- _ESTRATTO DEL DOCUMENTO_
/---

Poiché si trattava della mia prima esperienza da regista ero un po’ preoccupata, non lo nego, ma ero anche molto speranzosa. La cosa difficile è stata finirlo, rispettando i tempi previsti.

In tal senso un ruolo molto importante è stato ricoperto dalla produzione, che è stata  efficiente nell’organizzarsi e nel trovare il modo di ricominciare.

Purtroppo il film è uscito nelle sale cinematografiche solo per tre giorni, poiché dopo c’è stato il secondo “lockdown”, ma in quei tre giorni Sul più bello è stato in prima posizione in tutte le classifiche del momento. 

  • Perché, nonostante il successo ottenuto, non ha continuato con i sequel del film?

\---

[Righe di un dataset]
/---

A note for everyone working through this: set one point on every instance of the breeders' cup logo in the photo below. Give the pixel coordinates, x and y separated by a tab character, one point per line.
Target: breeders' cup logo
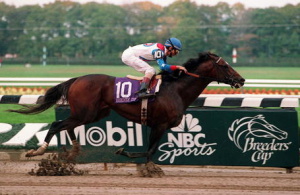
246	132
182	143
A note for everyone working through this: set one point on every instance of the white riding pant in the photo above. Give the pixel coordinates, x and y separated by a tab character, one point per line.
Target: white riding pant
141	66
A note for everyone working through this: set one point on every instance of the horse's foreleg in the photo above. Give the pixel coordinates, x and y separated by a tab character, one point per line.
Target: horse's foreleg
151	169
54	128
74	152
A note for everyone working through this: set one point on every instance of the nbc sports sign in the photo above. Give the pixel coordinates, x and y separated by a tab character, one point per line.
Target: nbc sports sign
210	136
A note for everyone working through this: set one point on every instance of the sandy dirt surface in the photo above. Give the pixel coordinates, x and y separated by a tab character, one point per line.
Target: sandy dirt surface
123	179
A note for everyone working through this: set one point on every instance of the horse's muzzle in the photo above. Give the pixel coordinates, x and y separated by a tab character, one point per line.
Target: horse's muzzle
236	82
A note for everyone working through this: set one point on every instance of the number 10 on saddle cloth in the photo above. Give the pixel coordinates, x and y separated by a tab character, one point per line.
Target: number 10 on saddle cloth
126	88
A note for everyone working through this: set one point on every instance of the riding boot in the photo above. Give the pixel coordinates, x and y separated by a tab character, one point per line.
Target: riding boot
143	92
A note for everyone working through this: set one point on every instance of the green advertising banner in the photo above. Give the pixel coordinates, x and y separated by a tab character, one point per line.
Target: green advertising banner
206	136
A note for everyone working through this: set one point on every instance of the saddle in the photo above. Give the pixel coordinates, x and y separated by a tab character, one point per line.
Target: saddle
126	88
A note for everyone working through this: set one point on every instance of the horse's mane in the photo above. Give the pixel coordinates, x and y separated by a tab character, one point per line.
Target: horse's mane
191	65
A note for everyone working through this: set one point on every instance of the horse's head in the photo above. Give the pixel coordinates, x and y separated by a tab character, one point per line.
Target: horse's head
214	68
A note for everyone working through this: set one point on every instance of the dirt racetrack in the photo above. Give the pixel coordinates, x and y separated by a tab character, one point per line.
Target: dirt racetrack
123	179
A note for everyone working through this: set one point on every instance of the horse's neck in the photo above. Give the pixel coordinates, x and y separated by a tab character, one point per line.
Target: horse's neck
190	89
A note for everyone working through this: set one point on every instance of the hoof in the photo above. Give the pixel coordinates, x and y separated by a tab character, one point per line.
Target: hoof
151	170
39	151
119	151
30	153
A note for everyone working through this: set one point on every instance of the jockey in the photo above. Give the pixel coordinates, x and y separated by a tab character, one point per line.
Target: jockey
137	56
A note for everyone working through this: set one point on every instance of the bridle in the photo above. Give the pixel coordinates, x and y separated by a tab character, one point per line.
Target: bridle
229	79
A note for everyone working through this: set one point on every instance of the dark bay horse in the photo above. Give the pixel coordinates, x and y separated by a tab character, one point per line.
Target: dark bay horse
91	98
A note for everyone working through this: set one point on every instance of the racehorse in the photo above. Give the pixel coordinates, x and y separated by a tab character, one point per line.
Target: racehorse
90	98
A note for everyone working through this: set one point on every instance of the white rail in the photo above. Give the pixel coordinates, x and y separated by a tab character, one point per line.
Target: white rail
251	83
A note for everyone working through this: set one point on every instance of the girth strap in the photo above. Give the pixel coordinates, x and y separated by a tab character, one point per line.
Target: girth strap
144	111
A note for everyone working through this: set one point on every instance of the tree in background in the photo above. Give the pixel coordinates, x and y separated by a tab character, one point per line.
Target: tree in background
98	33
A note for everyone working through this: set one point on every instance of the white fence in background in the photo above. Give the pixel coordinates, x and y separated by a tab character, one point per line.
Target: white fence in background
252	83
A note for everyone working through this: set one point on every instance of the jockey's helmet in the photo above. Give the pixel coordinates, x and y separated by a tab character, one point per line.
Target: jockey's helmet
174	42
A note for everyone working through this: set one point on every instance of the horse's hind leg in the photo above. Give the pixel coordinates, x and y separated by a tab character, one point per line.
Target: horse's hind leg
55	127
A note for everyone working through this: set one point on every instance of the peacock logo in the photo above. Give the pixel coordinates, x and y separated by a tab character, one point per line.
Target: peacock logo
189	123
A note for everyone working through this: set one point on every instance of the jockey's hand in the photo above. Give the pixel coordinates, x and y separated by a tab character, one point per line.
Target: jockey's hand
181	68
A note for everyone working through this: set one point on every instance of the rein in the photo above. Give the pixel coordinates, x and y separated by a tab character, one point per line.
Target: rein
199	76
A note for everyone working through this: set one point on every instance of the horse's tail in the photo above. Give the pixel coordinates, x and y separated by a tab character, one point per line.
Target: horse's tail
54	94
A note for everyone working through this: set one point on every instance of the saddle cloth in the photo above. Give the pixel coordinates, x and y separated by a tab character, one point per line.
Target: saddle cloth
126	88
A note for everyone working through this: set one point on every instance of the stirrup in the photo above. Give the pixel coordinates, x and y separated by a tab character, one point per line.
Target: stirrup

\---

- _OBIETTIVO DEL COMPITO_
Rispondi alle seguenti domande sull'estratto del documento.
(a) Quale cosa viene indicata come difficile?
(b) Per quanti giorni il film è rimasto nelle sale cinematografiche?
(c) A chi viene attribuito un ruolo molto importante?

- _SOLUZIONE DEL PROBLEMA_
(a) Finire il film rispettando i tempi previsti.
(b) Per tre giorni.
(c) Alla produzione.